• What you need to do
Rewrite the data from the line with "Task: tag the purple" up to and including the line with "x=1163, y=606", putting "jacket" in place of "blouse" and changing nothing else.
##### Exercise inputs
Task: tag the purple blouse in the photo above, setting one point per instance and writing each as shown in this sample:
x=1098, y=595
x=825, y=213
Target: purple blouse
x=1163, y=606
##########
##### Exercise inputs
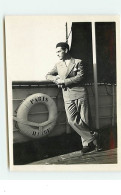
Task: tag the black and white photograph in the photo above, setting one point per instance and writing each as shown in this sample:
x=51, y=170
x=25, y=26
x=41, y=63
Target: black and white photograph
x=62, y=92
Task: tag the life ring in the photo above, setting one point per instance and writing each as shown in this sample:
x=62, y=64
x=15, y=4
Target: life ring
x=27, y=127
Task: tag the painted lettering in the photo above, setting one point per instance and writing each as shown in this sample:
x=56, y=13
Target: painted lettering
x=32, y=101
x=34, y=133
##########
• Response below
Task: tag the purple jacket in the photo above, setting one point per instance and writing each as shown in this sample:
x=1098, y=595
x=825, y=213
Target: purple jacket
x=1163, y=606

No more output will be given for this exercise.